▸ **WHAT YOU WILL DO**
Write a continuation of the forum text about standard deviation and defining a "population." Start right after its final sentence.

▸ **PROVIDED TEXT**
Start of Block
Most statistical tests have biases. For example, suppose I have 1000 people who are normally distributed for height. Those 1000 people are the population I’m interested in. I can measure the standard deviation of the whole population using the equation SQRT( SUM_FOR_ALL_Y( (y - ybar)^2 ) / NUM_Y). Or I could estimate the population’s SD by taking a randomly sample of 10 people from the population and measuring the standard deviation of their heights. However, I have to modify my equation for standard deviation because otherwise it will have a bias, it will under/over-estimate the population’s standard deviation. So I use: SQRT( SUM_FOR_ALL_Y( (y - ybar)^2 ) / (NUM_Y-1)) or SQRT( SUM_FOR_ALL_Y( (y - ybar)^2 ) / (NUM_Y-1.5)) depending upon the application. Excel provides STDEV and STDEVP for standard deviations of a sample vs population.

I continue to think what is meant by “population.” Notice I did not really define it and I have yet to see it well defined in any books or on the net.

Continuing the thought, yes, defining “population” has to be the starting point and is where your analysis got off track. The math that you are currently doing assumes that consecutive weeks are independent, but they are not, they are dependent in two ways: 1) the performance of a week correlates to some extent with the performance of the prior week (the relative success of any price based technical indicator tells you this); 2) the performance of the portfolio over those weeks is the product of its weekly returns, not the sum. So asking about “average” weekly return returns a meaningless answer. You could reasonably ask about the geometric average (which is related to what p123 calls Annualized Return), but that still doesn’t get around the interdependence of consecutive weeks.
End of Block
▸ **STORED DATA**
Start of Block
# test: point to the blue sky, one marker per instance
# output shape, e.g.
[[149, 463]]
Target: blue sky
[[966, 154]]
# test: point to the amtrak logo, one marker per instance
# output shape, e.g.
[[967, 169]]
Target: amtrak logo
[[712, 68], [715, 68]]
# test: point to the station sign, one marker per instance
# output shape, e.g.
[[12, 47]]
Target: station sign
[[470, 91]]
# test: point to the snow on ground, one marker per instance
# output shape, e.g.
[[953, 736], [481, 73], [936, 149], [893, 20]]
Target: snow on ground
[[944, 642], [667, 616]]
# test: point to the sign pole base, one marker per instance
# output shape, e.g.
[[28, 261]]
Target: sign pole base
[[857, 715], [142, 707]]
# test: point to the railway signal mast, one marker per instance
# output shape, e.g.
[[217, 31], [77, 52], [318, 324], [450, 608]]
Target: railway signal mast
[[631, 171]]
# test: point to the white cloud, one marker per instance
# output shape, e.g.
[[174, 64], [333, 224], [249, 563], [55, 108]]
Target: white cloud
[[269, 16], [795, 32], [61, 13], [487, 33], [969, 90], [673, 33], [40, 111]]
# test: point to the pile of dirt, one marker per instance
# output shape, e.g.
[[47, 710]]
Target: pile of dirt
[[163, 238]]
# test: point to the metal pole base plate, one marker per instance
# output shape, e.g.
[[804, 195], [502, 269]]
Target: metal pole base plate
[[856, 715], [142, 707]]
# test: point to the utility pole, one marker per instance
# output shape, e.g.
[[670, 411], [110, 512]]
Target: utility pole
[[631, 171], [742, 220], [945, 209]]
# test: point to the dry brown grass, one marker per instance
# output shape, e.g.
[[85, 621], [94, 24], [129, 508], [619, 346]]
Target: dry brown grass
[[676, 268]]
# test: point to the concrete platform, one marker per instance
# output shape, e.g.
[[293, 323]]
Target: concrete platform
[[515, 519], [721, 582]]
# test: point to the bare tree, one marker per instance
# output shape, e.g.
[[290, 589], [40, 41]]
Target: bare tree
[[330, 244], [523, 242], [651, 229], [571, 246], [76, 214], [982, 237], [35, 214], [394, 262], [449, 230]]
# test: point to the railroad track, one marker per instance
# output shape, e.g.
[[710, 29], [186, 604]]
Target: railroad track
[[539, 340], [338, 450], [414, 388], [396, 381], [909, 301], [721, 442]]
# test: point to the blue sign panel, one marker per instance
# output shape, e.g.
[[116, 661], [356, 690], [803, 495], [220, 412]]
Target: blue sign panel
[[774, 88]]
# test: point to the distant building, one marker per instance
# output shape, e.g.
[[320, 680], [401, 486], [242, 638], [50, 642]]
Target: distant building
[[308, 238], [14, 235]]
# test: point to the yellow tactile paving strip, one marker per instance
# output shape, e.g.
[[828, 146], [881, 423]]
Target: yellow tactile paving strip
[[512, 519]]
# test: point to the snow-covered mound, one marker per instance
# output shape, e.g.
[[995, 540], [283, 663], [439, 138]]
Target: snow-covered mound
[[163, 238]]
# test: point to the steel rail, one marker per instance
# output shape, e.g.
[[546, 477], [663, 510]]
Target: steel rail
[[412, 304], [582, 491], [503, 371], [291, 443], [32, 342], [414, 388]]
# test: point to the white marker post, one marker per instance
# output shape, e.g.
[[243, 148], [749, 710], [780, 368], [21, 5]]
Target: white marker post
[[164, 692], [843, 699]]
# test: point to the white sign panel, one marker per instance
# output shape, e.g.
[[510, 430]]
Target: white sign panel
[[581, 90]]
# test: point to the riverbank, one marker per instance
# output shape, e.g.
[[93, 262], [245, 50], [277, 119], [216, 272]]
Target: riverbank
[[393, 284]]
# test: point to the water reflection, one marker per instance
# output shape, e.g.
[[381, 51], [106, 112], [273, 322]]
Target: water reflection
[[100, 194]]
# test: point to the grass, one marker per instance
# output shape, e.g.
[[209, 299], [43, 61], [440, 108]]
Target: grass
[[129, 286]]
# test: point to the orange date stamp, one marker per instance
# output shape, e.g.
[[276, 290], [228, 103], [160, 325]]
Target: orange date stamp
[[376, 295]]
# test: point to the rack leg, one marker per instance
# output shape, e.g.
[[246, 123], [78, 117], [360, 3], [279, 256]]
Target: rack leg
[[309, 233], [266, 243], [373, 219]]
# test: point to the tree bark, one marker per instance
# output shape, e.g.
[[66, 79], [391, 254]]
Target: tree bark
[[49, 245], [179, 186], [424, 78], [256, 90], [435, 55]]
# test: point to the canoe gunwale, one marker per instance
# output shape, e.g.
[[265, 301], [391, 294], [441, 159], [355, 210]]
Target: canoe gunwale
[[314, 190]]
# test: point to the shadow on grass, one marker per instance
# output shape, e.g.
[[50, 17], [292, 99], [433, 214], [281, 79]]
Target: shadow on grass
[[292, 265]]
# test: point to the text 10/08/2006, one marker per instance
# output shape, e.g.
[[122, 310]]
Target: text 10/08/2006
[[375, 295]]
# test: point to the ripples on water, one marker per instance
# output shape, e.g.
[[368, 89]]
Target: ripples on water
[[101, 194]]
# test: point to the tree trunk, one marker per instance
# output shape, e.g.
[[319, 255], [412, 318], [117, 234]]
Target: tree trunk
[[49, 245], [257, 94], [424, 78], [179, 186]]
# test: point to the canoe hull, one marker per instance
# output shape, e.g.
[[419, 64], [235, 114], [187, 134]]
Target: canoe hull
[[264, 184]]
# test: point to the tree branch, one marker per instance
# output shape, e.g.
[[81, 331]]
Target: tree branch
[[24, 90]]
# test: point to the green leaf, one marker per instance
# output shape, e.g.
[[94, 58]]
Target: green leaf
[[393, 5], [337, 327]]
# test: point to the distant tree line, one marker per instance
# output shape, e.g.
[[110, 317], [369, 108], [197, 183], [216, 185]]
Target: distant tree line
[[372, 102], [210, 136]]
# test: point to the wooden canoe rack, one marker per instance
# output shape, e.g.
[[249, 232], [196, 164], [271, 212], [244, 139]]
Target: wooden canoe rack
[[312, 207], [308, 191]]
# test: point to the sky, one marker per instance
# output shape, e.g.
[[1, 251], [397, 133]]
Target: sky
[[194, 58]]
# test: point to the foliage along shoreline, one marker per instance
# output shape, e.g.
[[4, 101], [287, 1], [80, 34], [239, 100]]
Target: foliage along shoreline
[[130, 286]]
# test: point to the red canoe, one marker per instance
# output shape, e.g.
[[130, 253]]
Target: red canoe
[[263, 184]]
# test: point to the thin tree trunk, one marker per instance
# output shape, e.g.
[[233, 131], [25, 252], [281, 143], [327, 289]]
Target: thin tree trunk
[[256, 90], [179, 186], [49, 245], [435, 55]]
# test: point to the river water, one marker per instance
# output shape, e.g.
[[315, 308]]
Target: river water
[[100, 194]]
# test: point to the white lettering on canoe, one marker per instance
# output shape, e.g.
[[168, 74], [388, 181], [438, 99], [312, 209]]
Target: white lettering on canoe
End of Block
▸ **ANSWER**
Perhaps more helpfully, you could ask about your portfolio’s performance on a given week versus a random portfolio (of equal) on that week. So the population is “All Possible 5 Stock portfolios on Week N”. The null hypothesis is “My 5 stock portfolio on Week N was chosen at random”. The universe I use is basically the top 3000 or so stocks according to liquidity. On a given week, there are [3000 choose 5] possible 5 stock portfolios (Google says that’s 2,000,000,000,000,000). This population is far from normally distributed. I know because I have measured, that for individual stocks in this universe, a little over 50% of the stocks lose money on any given week. 60% do worse than the average for that week. 20% do very much worse and 20% do very much better. Doing random samples of 5 stocks from this universe narrows the range of possibilities, but the distribution remains very similar. Asking “How much better than random am I” can’t be easily answered even with all of that data. There are weeks when my 5 stock port is in the top 10% of possible 5 stock portfolios (it did better than 90+% of the possible combinations of 5 stocks that could have been held that week). There are weeks when my 5 stock port in in the bottom 10%. It averages in the top 35%. Does that tell me how much it will make next week? No.

There is yet another way to try and answer the question “How much better than random am I”. Instead of looking at a single week or averages of weeks, I can look at performance over the whole time period. So I can say my 5 stock port made X1% from week 1 to week N, and here are the total returns of 200 random (sell rule true, ranking system of “Random”, port size 5) portfolios over that same N week period. You’ll notice two big things about the random returns: 1) they are much closer to normally distributed than the individual weeks (though they are still fat tailed); 2) the average of the total returns is much lower than the universe’s average total return over that time period. In any case, at this point you can start applying some statistical tests to answer the question “How likely is it that a 5 stock portfolio of randomly selected stocks would perform as well as my 5 stock port?” Maybe you calculate the mean and standard deviation of the random ports and measure how many standard deviations out your port’s performance is and then use a cumulative distribution function to calculate the odds. Maybe you use that same process but use a log-normal distribution or use formulas that permit you to customize a distribution’s skew and kurtosis. Say you get a number you’re happy with. Say it’s 9 standard deviations. At 4.25SDs, the odds are 1 in 100,000. What do you know now? Does this tell you what your return will be next week? Does it tell you how “robust” your system is? It is not particularly difficult to beat a portfolio of 5 random stocks over any reasonable period of time. On my universe a random 500 stock portfolio will beat a random 5 stock portfolio almost 60% of the time in terms of total return over 15 years.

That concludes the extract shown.